[Collected data entries]

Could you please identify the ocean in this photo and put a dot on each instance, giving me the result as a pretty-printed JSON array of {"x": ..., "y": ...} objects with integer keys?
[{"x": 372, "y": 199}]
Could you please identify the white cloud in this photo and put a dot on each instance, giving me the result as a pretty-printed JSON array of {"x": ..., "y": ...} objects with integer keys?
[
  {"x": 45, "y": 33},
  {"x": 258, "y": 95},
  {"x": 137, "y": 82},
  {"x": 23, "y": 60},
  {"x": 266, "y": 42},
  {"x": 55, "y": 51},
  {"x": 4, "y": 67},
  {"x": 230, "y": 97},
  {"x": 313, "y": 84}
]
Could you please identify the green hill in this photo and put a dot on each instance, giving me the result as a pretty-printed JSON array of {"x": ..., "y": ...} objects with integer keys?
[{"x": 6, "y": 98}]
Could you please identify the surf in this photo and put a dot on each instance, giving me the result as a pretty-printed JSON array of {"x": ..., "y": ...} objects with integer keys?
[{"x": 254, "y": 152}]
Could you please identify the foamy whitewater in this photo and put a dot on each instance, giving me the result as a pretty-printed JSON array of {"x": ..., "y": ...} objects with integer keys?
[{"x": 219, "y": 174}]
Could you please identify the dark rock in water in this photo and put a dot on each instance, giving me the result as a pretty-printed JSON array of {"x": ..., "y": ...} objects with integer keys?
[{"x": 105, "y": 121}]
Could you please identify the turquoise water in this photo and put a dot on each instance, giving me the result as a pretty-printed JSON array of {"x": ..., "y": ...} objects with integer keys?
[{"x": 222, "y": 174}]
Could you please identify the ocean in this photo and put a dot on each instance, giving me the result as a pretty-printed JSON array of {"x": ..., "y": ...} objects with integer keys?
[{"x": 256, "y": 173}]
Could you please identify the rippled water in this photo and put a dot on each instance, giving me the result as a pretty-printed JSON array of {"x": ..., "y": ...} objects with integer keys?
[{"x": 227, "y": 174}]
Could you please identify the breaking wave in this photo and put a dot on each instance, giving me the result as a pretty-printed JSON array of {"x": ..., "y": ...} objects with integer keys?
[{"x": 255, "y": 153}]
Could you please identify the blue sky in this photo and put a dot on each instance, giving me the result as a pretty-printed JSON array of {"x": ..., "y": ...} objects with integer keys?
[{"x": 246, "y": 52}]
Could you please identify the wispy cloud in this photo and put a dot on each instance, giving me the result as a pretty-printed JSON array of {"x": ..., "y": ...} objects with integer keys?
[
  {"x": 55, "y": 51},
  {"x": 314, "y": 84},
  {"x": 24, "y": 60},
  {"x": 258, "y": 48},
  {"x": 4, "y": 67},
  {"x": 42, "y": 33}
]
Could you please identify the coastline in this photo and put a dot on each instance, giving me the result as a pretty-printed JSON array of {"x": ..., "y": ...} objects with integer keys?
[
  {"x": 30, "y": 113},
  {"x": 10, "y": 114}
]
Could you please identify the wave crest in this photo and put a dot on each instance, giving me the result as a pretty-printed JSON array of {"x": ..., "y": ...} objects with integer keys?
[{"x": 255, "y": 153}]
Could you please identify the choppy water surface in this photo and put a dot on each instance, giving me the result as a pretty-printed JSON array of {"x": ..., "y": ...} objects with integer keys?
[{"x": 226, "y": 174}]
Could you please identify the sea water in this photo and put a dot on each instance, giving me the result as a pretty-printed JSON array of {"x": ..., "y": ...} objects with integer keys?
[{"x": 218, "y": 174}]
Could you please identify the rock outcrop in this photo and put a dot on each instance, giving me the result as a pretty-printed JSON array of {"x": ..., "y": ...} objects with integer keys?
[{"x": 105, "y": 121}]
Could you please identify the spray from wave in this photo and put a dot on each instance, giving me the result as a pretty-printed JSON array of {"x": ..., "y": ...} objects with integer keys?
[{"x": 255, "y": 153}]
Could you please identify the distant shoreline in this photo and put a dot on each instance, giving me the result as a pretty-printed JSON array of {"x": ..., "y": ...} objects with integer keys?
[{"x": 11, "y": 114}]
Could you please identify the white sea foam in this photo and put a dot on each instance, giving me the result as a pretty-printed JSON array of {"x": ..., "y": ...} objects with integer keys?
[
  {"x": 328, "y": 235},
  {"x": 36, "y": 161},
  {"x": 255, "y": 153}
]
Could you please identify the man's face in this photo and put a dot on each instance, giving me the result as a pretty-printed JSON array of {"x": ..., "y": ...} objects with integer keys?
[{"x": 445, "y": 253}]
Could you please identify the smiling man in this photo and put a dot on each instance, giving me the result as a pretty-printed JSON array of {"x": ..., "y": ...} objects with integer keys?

Prompt:
Print exactly the lines from the one with "Could you please identify the white sea" through the end of the data, inclusive.

Right answer:
Could you please identify the white sea foam in this photo and put a dot on each instance, giving me the result as a pretty-printed JSON array of {"x": ..., "y": ...} objects with integer keys?
[
  {"x": 328, "y": 235},
  {"x": 36, "y": 161},
  {"x": 255, "y": 153}
]
Could you please identify the man's face in this photo and put a dot on each instance, giving me the result as a pretty-printed JSON array of {"x": ..., "y": ...} objects with integer keys?
[{"x": 445, "y": 253}]
Could you please identify the smiling man in this photo and put a dot on each instance, giving me the result as a pretty-printed JSON array of {"x": ..., "y": ...} objects with integer keys?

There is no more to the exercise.